PAGE TEXT:
:::::

Rob: They're supposed to bring problems here, work out solutions, maybe run
experiments and things, then at the end of that process you document. That's
the order of the list.

Paul: To me it feels like the outcome of a discussion of these problems is a
BCP document. The formal end of your open discussion of new problems.

Rob: I don't think that will happen in the short term, they're going to be
talking about issues that need to be fixed. Later on, once those issues have
been fixed, they can come back and document how it all fits together. I do know
they're planning to document the moving parts. I don't know if that stays a
draft or becomes an RFC but that's the logic that was applied here.

Paul: Okay, that's fine. I'll open-end the interpretation of a list of
important things. IT's just a guideline anyway, it doesn't have to go top to
bottom. I'll lift my block.

Rob: I'll send out to the ADs what I'm proposing to change and try and feed in
the other comments as well. Thanks all for the reviews.

Zahed: Do you have something about this open source engagement and which I
thought at least by reading, that is not clear to me what actionable thing we
could do in this working group. So do you have any plan to be more concrete on
this? What is the relationship with open source engagement?

Rob: I don't know that there will be a formal relationship. Some of the
operators are driving some open source communities to work together on solving
this problem. It's a matter of bringing that conversation to the IETF and
they're working with those people outside. I don't know if there will be any
formal relationship.

:::::

[Dataset excerpt]

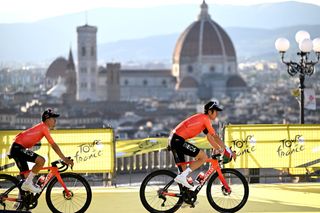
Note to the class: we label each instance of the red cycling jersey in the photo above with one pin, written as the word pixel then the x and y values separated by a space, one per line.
pixel 193 126
pixel 30 137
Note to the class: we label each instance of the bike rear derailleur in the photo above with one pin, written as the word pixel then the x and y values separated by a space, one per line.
pixel 190 197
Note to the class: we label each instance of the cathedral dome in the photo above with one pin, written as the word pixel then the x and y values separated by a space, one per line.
pixel 203 37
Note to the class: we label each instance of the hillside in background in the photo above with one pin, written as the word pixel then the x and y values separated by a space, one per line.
pixel 150 34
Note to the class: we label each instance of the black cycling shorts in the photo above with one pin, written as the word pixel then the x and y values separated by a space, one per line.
pixel 22 156
pixel 180 147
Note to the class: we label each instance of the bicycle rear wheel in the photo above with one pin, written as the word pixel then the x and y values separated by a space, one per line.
pixel 80 198
pixel 154 196
pixel 223 201
pixel 10 193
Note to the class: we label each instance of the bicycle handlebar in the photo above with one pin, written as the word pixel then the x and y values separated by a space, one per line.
pixel 64 166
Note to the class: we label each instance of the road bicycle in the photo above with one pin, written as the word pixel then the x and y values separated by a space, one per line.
pixel 66 192
pixel 227 189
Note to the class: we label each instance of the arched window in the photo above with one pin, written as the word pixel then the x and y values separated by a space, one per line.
pixel 83 51
pixel 212 69
pixel 92 51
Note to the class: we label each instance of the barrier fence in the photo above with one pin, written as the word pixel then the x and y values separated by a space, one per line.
pixel 257 146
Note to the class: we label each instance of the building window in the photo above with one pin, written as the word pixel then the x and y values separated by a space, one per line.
pixel 83 85
pixel 92 51
pixel 83 70
pixel 212 69
pixel 164 82
pixel 93 86
pixel 83 51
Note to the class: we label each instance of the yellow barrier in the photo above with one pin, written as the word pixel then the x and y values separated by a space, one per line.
pixel 91 149
pixel 274 146
pixel 126 148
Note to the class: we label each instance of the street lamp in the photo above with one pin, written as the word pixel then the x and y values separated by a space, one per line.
pixel 304 66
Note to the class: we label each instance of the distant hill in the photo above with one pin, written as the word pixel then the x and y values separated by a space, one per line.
pixel 144 34
pixel 250 44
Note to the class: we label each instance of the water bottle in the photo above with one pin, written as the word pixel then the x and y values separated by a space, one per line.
pixel 200 177
pixel 41 180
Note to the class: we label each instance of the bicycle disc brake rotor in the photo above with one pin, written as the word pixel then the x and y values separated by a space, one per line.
pixel 225 191
pixel 66 196
pixel 31 201
pixel 190 197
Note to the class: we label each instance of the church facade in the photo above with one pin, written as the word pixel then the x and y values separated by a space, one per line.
pixel 204 66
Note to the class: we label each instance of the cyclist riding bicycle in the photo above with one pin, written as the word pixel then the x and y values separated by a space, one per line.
pixel 190 128
pixel 21 153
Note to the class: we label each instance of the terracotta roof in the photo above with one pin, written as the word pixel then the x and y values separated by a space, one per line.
pixel 204 37
pixel 236 81
pixel 188 82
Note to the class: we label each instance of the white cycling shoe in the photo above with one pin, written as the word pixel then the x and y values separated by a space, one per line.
pixel 30 187
pixel 183 181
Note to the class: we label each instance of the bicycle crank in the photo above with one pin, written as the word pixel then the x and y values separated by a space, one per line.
pixel 190 198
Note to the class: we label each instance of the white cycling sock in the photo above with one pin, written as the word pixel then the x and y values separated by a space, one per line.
pixel 30 177
pixel 186 172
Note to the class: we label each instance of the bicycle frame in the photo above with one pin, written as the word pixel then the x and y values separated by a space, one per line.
pixel 215 166
pixel 53 171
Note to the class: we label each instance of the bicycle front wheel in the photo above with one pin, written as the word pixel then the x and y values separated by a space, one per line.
pixel 78 201
pixel 10 193
pixel 224 201
pixel 158 192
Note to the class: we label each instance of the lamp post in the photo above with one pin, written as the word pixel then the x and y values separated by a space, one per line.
pixel 304 66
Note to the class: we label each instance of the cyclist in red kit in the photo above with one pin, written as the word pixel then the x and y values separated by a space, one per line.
pixel 27 139
pixel 190 128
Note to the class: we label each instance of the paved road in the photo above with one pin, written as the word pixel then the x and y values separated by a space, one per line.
pixel 263 198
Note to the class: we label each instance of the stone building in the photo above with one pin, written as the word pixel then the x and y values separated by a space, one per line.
pixel 204 66
pixel 61 79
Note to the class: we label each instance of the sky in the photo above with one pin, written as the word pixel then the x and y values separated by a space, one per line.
pixel 17 11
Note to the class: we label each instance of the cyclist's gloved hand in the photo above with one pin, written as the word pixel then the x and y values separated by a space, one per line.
pixel 68 161
pixel 228 155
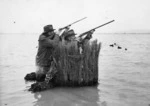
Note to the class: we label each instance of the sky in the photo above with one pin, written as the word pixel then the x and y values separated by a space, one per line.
pixel 30 16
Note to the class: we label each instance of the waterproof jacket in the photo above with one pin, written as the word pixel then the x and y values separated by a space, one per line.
pixel 46 49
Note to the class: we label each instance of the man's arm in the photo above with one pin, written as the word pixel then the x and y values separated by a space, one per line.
pixel 49 42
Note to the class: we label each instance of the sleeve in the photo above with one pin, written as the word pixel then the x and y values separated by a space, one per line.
pixel 48 42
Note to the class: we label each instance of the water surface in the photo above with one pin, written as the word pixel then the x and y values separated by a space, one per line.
pixel 124 76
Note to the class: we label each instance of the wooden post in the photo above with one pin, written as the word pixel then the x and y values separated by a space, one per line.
pixel 75 68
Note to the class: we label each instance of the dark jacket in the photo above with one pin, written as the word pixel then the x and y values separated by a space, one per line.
pixel 45 50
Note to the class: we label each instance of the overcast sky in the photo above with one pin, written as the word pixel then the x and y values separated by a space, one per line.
pixel 29 16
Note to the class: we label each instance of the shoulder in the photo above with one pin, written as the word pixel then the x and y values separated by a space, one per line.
pixel 42 37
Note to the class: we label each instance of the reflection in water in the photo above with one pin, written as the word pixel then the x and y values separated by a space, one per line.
pixel 83 96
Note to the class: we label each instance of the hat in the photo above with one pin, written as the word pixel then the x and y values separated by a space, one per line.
pixel 70 33
pixel 48 28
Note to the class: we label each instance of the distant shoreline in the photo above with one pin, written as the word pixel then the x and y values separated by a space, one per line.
pixel 95 33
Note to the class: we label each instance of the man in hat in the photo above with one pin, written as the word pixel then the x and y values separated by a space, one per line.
pixel 48 41
pixel 69 36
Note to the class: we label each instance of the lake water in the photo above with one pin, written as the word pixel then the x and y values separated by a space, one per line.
pixel 124 76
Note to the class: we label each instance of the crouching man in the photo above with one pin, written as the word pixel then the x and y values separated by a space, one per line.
pixel 48 41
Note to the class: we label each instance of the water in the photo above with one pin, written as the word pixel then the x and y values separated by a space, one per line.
pixel 124 76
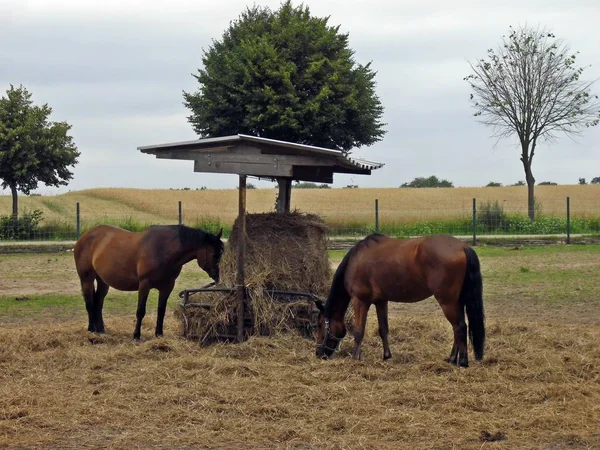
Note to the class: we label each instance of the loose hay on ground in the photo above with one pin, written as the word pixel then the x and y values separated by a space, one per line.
pixel 538 387
pixel 285 252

:::::

WHAT TO WORK ON:
1) Can you copy out, word for word, the part of the records that opens with the line containing "Note to the class: we label each instance of the terracotta" and closes with the line containing "pixel 53 171", both of those lines included?
2) Would you carry on the meeting transcript about the working group's documents and open source engagement from the point where it stops?

THE REPLIES:
1)
Note to the class: we label each instance of the terracotta roof in the photo above with one pin, written as the word pixel then the x and y values separated by a space, one per line.
pixel 204 37
pixel 236 81
pixel 188 82
Note to the class: we label each instance of the white cycling shoe in the photo above with one pin, written as the word pixel then the x and y values separated by a space, one per line.
pixel 30 187
pixel 183 181
Note to the class: we label each instance of the bicycle crank in the photo above with one pin, written as the word pixel then the x and y values separated by a space, one per line.
pixel 190 198
Note to the class: we label each instance of the white cycling sock in the photo above with one pin, written as the word pixel then the x and y values separated by a space, one per line.
pixel 30 177
pixel 186 172
Note to the class: we label each instance of the bicycle frame in the photo above with one pin, written as the word pixel then the x and y values separated by a space, one per line.
pixel 215 166
pixel 53 171

2)
Zahed: You touched on the two things I was thinking. Do you really want to have
this open source discussion in the IETF, because that's not usually how they
work. Coordinating what needs to be discussed with the open source community
can be done in the WG.

Rob: I think it's just a matter of coordination.

Francesca: I already removed my block, but I just want to underline there
should be some text about collaborating with other SDOs and such because it
says discussion is not solely limited to things within the IETF.

Rob: I'll try to clarify a bit more.

Francesca: I think that's totally fine and didn't want to block over it, but
probably needs a bit of careful wording to make sure we don't step on anyone's
toes.

Liz: Do you have everything you need from this discussion?

Rob: I hope so.

Liz: We'll just wait for instructions from you on how to move forward, then?

Rob: Yes, thanks.

4.1.2 Proposed for approval

 o vCon (vcon)

Liz: We do have one block from Martin. Do we need to discuss this now?

Murray: This drew an alarmed reaction from the proponents because we'd already
asked them to take all the interesting details out of the charter because it
was too big, and then they're being asked to put some back in. I totally get
where you're coming from that this is a peculiar privacy issue that's not
common to the other use cases. It's a totally legitimate question to ask. What
I think they're going to say is that this is out of scope for the base
specification. The compromise I'd propose is that the WG is expected to pay
particular attention to privacy implications, which could exist in other use
cases. Does that sound reasonable?

Martin: Yeah. I've read this a couple times now. Initially you read this and
there's all sorts of metadata or data associated with conversations, like
transcripts and so on. This is fundamentally about making it easier to
aggregate that information. That obviously has legitimate use cases but is also
by definition pervasive monitoring.

Murray: I hear what you're saying. My understanding of what they're talking
about is that it's the format for doing this. The pervasive monitoring is not
in the format, it's in the action, so there could be metadata around the
transcript rather than being part of the transcript. There's a layer.

Martin: I was confused by this. It's not clear if the transcript is metadata or
not.

Murray: The transcript itself, that stuff is inside vcon. A flag on that to say
person X gave consent would be in an envelope around it. And that's not in
scope, but the transcript itself is.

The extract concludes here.